- [Complete the following]:
• 1. According to the text on heroin use, how many heroin overdose deaths occurred in Keizer in 2012?
• 2. From the text on heroin use, reproduce word for word the passage that opens with "Few communities are" and closes with "young woman’s death.".

━━━━━ Text shown

Heroin use nation wide has reached alarming rates, destroying lives and ripping families apart. Law enforcement agencies are forced to use limited resources to fight the scourge.

Each user gets to heroin on their own personal journey. Some graduate from other opiates, some via peer pressure, others out of sheer desperation to tune out their lives and problems.

Few communities are free from the current heroin rage; Keizer has not remained untouched. Recently a raid in the Gubser neighborhood resulted in the arrest of three people and the removal of two small children. Many people were surprised by the suspects—a businessman, his wife, and a former beauty pageant winner. The young beauty queen got the lion’s share of the attention, yet this case illustrates that heroin users can be anywhere in any neighborhood.

There were four heroin overdose deaths in Keizer in 2012. Due to dilligent police work five men were charged with distribution of heroin that resulted in a young woman’s death.

Interstate 5 serves as a constant pipeline for illicit drugs into Oregon and Keizer. There is so much that comes into our community law enforcement can’t keep up with it. The public may wonder why the police don’t raid a house that has been identified as a drug supermarket. It takes many months to gather evidence, including identifying suppliers, before action can be taken. The goal is to arrest the suppliers and shut down the source of the drugs that create havoc. But shutting off the source is all but impossible.

━━━━━━━━━━
━━━━━ Records shown

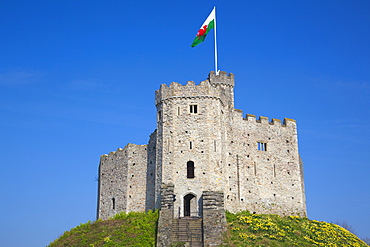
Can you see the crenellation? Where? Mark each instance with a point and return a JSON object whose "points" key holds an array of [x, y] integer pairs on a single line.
{"points": [[203, 144]]}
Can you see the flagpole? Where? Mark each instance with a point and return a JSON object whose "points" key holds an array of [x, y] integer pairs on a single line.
{"points": [[216, 70]]}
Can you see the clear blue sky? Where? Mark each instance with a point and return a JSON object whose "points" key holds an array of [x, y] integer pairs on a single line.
{"points": [[77, 80]]}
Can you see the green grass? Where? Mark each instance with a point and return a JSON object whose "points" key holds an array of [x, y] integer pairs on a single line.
{"points": [[131, 229], [247, 229], [244, 229]]}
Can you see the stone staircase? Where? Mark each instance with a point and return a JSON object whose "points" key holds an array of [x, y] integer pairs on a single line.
{"points": [[188, 230]]}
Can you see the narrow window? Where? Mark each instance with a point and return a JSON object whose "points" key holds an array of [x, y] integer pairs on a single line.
{"points": [[262, 146], [194, 109], [190, 169], [159, 116]]}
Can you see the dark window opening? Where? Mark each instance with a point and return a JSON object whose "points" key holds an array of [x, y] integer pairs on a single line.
{"points": [[190, 169], [194, 109], [262, 146]]}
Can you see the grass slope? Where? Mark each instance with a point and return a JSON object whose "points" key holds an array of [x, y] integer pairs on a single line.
{"points": [[247, 229], [244, 229], [132, 229]]}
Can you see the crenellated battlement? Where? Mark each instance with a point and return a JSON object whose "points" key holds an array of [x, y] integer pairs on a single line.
{"points": [[212, 87], [121, 150], [265, 120], [203, 144], [223, 78]]}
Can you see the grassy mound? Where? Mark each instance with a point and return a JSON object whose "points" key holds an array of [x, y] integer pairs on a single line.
{"points": [[131, 229], [244, 229], [247, 229]]}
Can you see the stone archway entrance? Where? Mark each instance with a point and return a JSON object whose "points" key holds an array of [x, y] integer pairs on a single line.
{"points": [[190, 205]]}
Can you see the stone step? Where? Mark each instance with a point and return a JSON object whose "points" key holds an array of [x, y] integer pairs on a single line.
{"points": [[187, 230]]}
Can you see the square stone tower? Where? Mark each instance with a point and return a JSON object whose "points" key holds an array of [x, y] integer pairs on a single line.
{"points": [[202, 143]]}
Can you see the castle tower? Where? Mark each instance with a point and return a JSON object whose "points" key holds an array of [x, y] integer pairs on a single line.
{"points": [[190, 133], [204, 147]]}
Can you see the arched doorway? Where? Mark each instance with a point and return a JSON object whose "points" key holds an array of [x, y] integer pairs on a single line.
{"points": [[190, 205]]}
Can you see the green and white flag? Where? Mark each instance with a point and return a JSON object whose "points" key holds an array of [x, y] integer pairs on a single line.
{"points": [[205, 28]]}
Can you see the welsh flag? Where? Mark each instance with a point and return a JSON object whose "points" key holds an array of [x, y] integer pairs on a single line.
{"points": [[205, 28]]}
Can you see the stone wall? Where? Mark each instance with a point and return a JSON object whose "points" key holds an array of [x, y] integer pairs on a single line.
{"points": [[254, 162], [214, 218], [165, 216], [126, 181]]}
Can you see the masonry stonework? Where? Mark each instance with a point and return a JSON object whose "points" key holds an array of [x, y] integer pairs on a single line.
{"points": [[202, 143]]}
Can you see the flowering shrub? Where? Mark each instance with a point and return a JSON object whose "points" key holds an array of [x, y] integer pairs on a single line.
{"points": [[273, 230]]}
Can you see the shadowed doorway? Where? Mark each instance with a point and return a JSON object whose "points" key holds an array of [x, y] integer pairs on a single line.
{"points": [[190, 205]]}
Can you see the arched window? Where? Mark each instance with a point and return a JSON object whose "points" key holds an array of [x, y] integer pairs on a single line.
{"points": [[190, 169]]}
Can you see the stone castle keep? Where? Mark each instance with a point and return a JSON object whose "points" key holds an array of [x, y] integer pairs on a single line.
{"points": [[204, 150]]}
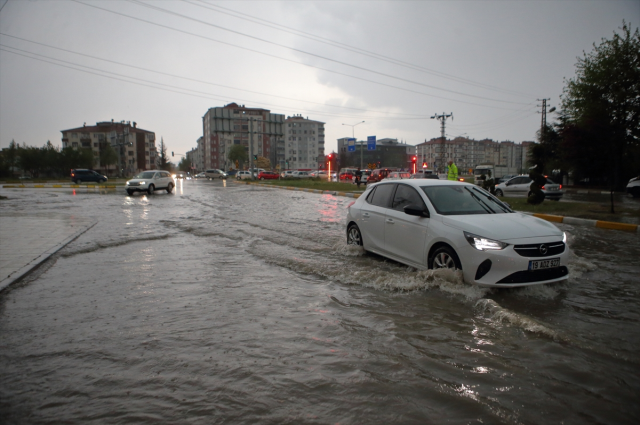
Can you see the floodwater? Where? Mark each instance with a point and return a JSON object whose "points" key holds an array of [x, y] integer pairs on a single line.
{"points": [[232, 304]]}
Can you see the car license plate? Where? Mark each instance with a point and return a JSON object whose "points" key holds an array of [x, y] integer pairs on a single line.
{"points": [[544, 264]]}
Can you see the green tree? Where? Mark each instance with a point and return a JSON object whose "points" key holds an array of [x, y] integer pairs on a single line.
{"points": [[163, 160], [600, 118], [238, 153]]}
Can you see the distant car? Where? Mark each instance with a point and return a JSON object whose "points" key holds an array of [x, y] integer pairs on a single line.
{"points": [[150, 181], [243, 175], [424, 176], [214, 173], [520, 186], [380, 174], [83, 175], [268, 175], [430, 224], [399, 175], [633, 187], [300, 174]]}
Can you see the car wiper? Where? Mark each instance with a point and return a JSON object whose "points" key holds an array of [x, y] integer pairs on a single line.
{"points": [[502, 206], [482, 204]]}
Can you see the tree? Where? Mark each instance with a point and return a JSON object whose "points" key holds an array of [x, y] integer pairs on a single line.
{"points": [[238, 153], [163, 160], [600, 118]]}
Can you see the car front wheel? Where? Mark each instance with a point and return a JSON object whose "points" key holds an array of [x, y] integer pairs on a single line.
{"points": [[354, 237], [445, 258]]}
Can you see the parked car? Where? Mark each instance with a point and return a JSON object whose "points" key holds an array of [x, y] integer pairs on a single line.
{"points": [[80, 175], [215, 173], [399, 175], [150, 181], [243, 175], [268, 175], [520, 186], [424, 176], [633, 187], [380, 174], [431, 224]]}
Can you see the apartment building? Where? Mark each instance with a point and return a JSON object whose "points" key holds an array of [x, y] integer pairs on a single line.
{"points": [[468, 153], [303, 143], [135, 147], [258, 130]]}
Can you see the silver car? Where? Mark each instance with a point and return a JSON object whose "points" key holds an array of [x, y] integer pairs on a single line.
{"points": [[520, 186]]}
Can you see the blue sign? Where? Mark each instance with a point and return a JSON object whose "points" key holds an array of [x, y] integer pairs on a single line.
{"points": [[371, 143], [351, 145]]}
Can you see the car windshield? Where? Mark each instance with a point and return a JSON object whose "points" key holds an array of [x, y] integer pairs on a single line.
{"points": [[464, 200], [145, 175]]}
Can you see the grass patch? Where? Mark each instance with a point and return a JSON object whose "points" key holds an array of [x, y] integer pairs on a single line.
{"points": [[590, 210], [318, 184]]}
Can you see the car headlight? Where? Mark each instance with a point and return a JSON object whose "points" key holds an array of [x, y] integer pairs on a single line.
{"points": [[483, 244]]}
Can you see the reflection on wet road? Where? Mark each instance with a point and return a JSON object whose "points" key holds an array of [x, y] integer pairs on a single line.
{"points": [[229, 303]]}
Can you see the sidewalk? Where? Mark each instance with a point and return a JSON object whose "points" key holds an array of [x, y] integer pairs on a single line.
{"points": [[30, 239]]}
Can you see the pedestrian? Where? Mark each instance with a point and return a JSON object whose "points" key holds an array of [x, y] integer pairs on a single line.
{"points": [[358, 177], [452, 171]]}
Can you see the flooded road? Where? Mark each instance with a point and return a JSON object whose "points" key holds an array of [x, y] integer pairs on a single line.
{"points": [[230, 303]]}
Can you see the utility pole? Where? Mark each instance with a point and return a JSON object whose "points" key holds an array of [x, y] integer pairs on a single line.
{"points": [[442, 118]]}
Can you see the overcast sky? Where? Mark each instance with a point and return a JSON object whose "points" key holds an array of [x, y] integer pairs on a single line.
{"points": [[392, 64]]}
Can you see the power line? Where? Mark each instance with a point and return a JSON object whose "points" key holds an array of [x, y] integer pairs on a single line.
{"points": [[296, 62], [290, 30], [190, 79]]}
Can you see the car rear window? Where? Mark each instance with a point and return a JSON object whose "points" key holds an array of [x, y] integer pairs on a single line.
{"points": [[463, 200]]}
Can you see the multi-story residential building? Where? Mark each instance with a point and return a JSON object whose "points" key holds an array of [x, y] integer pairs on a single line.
{"points": [[135, 147], [388, 153], [303, 143], [467, 153], [258, 130]]}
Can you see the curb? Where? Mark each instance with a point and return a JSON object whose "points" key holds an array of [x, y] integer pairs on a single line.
{"points": [[57, 186], [33, 264], [592, 223]]}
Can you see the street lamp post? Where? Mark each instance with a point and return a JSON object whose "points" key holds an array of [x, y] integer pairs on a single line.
{"points": [[353, 136]]}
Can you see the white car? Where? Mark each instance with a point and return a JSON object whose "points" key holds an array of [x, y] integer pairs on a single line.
{"points": [[633, 187], [519, 186], [430, 224], [243, 175], [150, 181]]}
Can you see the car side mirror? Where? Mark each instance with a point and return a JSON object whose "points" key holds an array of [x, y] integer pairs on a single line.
{"points": [[417, 211]]}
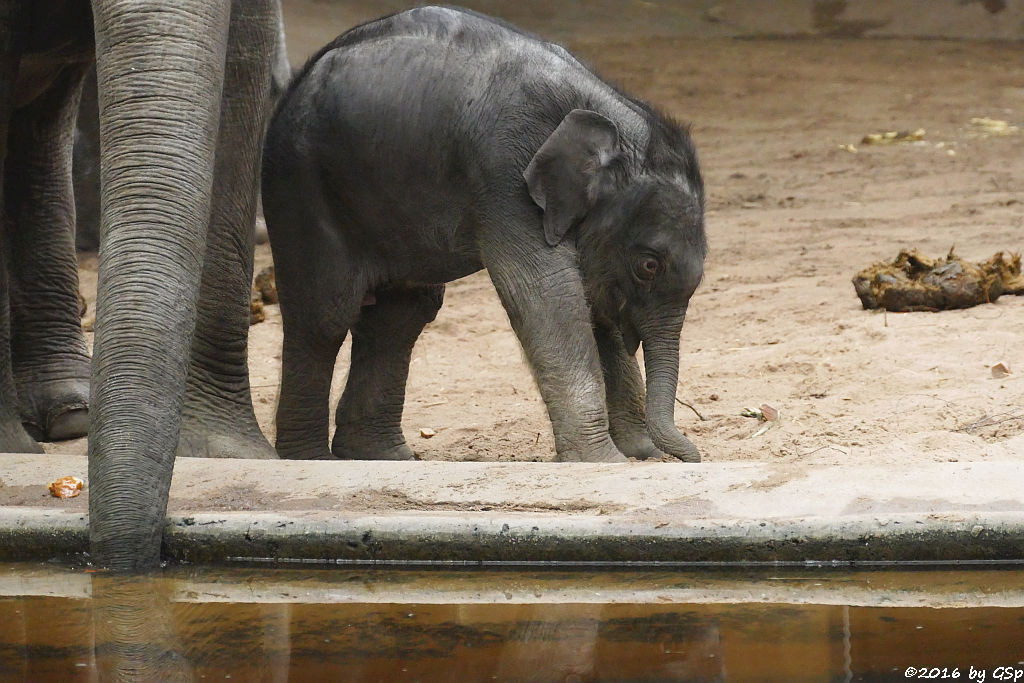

━━━━━━━━━━

- [Answers to each task]:
• 1. Four.

• 2.
Few communities are free from the current heroin rage; Keizer has not remained untouched. Recently a raid in the Gubser neighborhood resulted in the arrest of three people and the removal of two small children. Many people were surprised by the suspects—a businessman, his wife, and a former beauty pageant winner. The young beauty queen got the lion’s share of the attention, yet this case illustrates that heroin users can be anywhere in any neighborhood.

There were four heroin overdose deaths in Keizer in 2012. Due to dilligent police work five men were charged with distribution of heroin that resulted in a young woman’s death.